- **DATA EXCERPTS**:

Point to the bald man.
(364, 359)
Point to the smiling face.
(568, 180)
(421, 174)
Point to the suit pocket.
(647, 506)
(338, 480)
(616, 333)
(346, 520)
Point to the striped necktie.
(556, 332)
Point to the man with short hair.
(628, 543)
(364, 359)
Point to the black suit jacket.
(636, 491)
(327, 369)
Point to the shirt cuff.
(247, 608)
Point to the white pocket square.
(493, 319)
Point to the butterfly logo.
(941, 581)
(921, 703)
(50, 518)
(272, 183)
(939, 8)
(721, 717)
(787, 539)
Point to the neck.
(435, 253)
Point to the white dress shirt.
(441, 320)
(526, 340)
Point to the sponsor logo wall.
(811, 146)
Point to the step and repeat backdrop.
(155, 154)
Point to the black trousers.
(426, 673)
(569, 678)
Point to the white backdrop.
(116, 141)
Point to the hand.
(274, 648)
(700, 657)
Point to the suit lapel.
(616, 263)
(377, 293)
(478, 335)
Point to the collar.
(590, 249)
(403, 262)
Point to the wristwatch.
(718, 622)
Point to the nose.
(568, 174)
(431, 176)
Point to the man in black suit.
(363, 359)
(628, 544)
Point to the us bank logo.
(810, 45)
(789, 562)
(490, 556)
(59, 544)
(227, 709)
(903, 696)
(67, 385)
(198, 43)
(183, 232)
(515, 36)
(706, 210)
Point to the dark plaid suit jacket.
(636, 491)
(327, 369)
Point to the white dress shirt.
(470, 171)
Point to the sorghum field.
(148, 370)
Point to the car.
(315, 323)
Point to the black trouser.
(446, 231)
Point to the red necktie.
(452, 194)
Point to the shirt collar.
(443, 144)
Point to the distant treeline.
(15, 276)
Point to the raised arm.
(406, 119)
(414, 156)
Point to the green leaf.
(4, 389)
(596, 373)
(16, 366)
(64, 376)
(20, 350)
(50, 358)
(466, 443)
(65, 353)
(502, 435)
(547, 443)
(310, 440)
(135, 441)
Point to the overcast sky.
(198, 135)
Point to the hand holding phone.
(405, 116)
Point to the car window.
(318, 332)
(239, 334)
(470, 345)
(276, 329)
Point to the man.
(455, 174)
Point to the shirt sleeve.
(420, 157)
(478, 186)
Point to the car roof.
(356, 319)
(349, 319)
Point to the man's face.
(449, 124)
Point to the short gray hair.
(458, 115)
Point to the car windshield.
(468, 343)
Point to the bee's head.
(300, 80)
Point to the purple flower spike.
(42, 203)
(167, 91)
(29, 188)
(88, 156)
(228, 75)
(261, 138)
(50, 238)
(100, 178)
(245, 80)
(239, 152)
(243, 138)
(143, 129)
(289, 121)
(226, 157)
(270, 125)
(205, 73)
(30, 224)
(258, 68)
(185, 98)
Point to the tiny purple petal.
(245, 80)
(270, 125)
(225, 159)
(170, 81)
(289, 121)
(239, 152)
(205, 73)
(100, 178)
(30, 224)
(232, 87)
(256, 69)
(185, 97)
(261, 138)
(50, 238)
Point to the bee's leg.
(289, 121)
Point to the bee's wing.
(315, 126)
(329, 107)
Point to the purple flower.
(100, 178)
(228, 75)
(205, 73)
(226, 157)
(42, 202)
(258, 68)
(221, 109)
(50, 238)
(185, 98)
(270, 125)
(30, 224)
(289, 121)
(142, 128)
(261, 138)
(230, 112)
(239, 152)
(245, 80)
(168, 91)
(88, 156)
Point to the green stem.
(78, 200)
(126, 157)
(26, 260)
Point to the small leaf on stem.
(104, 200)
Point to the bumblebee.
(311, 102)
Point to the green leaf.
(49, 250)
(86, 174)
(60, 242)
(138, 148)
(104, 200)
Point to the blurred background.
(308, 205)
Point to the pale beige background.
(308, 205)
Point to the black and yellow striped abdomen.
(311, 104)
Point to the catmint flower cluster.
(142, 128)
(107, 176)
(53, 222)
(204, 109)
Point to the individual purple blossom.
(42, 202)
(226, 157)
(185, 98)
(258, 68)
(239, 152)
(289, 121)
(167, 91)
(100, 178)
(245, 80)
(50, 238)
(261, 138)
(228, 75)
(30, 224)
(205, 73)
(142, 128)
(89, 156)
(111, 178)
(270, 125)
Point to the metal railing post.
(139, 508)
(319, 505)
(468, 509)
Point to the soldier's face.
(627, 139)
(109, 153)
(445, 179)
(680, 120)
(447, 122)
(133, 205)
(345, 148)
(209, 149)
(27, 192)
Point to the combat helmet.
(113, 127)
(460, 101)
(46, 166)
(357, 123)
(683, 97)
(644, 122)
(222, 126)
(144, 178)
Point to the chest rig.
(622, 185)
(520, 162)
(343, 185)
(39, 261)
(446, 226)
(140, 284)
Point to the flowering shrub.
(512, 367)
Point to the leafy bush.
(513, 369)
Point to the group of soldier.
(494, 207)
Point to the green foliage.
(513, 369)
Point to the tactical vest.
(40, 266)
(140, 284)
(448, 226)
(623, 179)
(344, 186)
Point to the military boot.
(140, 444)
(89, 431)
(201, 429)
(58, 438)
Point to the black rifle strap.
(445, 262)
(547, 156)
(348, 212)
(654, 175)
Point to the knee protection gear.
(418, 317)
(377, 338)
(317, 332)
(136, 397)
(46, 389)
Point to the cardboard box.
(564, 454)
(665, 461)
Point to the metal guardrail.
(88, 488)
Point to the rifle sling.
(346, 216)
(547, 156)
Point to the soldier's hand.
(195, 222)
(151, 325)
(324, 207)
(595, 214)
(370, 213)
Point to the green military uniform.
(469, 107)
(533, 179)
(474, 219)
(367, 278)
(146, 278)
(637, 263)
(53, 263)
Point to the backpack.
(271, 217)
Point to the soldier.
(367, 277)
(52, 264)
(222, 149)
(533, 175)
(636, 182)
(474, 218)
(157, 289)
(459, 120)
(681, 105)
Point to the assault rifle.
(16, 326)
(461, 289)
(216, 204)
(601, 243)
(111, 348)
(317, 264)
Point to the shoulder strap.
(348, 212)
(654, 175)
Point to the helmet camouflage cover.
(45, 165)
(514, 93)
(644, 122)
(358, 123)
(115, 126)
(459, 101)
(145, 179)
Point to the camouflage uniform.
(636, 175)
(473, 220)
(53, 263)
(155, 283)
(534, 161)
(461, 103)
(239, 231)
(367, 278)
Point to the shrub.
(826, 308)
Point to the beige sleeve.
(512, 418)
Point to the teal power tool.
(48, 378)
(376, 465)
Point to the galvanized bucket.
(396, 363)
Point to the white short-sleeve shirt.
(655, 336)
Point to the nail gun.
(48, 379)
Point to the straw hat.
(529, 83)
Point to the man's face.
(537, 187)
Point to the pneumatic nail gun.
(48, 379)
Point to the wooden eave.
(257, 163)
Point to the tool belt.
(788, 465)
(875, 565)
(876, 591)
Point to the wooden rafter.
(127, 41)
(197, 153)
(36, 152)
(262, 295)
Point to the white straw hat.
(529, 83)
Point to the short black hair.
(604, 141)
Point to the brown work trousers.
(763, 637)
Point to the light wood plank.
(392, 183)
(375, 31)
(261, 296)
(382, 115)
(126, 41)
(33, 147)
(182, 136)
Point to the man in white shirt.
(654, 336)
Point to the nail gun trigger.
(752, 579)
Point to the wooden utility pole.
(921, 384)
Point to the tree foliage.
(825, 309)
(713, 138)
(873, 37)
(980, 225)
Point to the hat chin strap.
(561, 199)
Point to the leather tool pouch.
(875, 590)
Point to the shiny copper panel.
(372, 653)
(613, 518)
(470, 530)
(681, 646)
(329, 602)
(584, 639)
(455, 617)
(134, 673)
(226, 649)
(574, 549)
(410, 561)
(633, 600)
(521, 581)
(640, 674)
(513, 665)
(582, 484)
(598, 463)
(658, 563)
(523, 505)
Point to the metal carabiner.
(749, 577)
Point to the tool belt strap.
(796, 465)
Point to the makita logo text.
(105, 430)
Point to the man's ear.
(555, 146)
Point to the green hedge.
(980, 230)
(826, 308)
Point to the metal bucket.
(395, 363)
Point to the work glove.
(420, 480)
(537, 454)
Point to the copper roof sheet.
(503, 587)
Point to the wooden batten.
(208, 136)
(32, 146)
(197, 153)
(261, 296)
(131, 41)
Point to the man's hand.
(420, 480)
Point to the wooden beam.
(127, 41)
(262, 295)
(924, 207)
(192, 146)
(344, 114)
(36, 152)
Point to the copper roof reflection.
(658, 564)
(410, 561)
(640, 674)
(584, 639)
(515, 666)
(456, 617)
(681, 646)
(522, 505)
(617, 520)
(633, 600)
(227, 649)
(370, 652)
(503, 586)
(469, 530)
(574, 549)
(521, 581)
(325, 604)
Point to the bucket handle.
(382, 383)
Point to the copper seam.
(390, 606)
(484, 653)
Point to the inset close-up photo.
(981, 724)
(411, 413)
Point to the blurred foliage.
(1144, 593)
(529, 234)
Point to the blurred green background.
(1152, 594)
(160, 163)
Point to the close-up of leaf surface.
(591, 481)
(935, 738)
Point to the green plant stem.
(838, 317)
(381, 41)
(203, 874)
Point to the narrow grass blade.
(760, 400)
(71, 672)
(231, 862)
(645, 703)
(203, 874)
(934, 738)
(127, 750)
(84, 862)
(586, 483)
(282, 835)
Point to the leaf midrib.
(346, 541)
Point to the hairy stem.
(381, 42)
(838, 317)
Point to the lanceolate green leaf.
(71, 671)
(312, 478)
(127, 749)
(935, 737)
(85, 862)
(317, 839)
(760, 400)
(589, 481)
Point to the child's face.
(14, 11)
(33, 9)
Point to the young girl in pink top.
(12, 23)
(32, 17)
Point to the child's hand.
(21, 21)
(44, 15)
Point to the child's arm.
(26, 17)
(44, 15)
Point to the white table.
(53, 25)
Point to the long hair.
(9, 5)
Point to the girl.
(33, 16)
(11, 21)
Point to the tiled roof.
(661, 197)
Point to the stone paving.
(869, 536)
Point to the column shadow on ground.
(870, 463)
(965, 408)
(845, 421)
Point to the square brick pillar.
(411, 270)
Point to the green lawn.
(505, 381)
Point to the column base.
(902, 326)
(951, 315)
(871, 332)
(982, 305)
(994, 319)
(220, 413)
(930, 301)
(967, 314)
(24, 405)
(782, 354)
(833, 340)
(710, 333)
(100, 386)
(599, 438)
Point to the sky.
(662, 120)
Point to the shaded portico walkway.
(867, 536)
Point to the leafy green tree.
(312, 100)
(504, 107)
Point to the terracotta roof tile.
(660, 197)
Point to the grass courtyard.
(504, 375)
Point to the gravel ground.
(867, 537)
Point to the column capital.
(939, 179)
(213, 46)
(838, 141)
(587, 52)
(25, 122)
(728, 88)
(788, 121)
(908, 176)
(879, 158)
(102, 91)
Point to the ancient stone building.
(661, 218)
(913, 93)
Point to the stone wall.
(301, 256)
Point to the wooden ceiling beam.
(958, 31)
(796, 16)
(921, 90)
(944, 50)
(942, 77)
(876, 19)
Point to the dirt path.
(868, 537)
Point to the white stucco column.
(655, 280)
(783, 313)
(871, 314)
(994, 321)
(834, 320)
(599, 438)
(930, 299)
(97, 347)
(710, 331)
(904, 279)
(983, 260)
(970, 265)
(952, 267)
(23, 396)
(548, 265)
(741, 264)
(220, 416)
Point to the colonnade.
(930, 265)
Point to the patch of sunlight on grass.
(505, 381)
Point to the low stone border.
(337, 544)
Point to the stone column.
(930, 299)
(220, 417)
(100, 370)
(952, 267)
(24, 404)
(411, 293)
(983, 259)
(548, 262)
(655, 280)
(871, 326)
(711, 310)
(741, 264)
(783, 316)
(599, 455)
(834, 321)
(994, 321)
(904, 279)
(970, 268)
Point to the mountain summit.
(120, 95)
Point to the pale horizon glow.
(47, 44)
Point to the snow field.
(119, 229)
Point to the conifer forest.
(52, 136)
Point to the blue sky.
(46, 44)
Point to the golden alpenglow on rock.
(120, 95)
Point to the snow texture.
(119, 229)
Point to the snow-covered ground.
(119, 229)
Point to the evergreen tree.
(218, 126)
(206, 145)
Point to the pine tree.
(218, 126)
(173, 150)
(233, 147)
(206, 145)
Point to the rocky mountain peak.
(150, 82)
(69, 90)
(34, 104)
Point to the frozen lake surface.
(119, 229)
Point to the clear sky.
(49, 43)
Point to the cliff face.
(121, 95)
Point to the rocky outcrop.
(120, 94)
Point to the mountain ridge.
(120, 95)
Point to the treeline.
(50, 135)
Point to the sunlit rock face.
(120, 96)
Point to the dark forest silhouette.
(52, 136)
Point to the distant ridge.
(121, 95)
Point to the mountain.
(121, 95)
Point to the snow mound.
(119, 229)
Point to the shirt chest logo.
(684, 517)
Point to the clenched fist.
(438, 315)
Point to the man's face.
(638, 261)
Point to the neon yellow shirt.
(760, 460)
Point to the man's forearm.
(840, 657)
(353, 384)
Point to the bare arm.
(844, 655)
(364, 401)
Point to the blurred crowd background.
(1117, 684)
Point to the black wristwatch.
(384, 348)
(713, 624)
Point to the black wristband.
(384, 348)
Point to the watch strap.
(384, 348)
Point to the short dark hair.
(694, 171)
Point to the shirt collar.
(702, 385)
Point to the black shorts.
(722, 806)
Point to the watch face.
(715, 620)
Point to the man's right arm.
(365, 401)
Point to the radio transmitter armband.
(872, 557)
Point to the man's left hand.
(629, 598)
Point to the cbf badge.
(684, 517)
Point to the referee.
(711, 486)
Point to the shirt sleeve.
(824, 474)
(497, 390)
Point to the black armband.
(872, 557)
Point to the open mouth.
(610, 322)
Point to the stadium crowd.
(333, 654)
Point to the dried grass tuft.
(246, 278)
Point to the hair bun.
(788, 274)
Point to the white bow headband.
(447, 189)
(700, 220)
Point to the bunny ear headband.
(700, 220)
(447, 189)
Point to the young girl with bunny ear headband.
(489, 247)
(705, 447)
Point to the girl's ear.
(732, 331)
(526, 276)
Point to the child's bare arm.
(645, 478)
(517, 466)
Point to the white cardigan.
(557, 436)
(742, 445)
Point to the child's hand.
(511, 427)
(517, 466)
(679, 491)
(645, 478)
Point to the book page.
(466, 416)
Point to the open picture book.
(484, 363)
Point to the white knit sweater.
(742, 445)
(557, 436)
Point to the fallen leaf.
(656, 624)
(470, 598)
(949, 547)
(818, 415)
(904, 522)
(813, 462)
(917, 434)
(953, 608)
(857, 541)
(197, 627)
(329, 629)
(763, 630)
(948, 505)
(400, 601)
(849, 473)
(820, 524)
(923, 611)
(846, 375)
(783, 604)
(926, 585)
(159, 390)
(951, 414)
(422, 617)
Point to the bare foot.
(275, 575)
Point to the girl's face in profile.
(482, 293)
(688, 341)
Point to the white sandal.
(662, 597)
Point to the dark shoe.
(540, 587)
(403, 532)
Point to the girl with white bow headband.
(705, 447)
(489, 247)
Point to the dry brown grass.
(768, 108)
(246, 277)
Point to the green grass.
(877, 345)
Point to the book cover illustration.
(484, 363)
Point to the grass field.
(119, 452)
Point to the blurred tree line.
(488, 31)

- **DIRECTIVE**:
Output as a JSON list of strings, one per line and skipping blank lines, the items starting at the line containing "Point to the cbf badge." and ending at the last line of the items.

- **RESPONSE TO THIS EXERCISE**:
[
  "Point to the cbf badge.",
  "(684, 517)",
  "Point to the referee.",
  "(711, 486)",
  "Point to the shirt sleeve.",
  "(824, 474)",
  "(497, 390)",
  "Point to the black armband.",
  "(872, 557)",
  "Point to the open mouth.",
  "(610, 322)",
  "Point to the stadium crowd.",
  "(333, 654)",
  "Point to the dried grass tuft.",
  "(246, 278)",
  "Point to the hair bun.",
  "(788, 274)",
  "Point to the white bow headband.",
  "(447, 189)",
  "(700, 220)",
  "Point to the bunny ear headband.",
  "(700, 220)",
  "(447, 189)",
  "Point to the young girl with bunny ear headband.",
  "(489, 247)",
  "(705, 447)",
  "Point to the girl's ear.",
  "(732, 331)",
  "(526, 276)",
  "Point to the child's bare arm.",
  "(645, 478)",
  "(517, 466)",
  "Point to the white cardigan.",
  "(557, 436)",
  "(742, 445)",
  "Point to the child's hand.",
  "(511, 427)",
  "(517, 466)",
  "(679, 491)",
  "(645, 478)",
  "Point to the book page.",
  "(466, 416)",
  "Point to the open picture book.",
  "(484, 363)",
  "Point to the white knit sweater.",
  "(742, 445)",
  "(557, 436)",
  "Point to the fallen leaf.",
  "(656, 624)",
  "(470, 598)",
  "(949, 547)",
  "(818, 415)",
  "(904, 522)",
  "(813, 462)",
  "(917, 434)",
  "(953, 608)",
  "(857, 541)",
  "(197, 627)",
  "(329, 629)",
  "(763, 630)",
  "(948, 505)",
  "(400, 601)",
  "(849, 473)",
  "(820, 524)",
  "(923, 611)",
  "(846, 375)",
  "(783, 604)",
  "(926, 585)",
  "(159, 390)",
  "(951, 414)",
  "(422, 617)",
  "Point to the bare foot.",
  "(275, 575)",
  "Point to the girl's face in profile.",
  "(482, 293)",
  "(688, 341)",
  "Point to the white sandal.",
  "(662, 597)",
  "Point to the dark shoe.",
  "(540, 587)",
  "(403, 532)",
  "Point to the girl with white bow headband.",
  "(705, 447)",
  "(489, 247)",
  "Point to the dry brown grass.",
  "(768, 108)",
  "(246, 277)",
  "Point to the green grass.",
  "(877, 345)",
  "Point to the book cover illustration.",
  "(484, 363)",
  "Point to the grass field.",
  "(119, 452)",
  "Point to the blurred tree line.",
  "(488, 31)"
]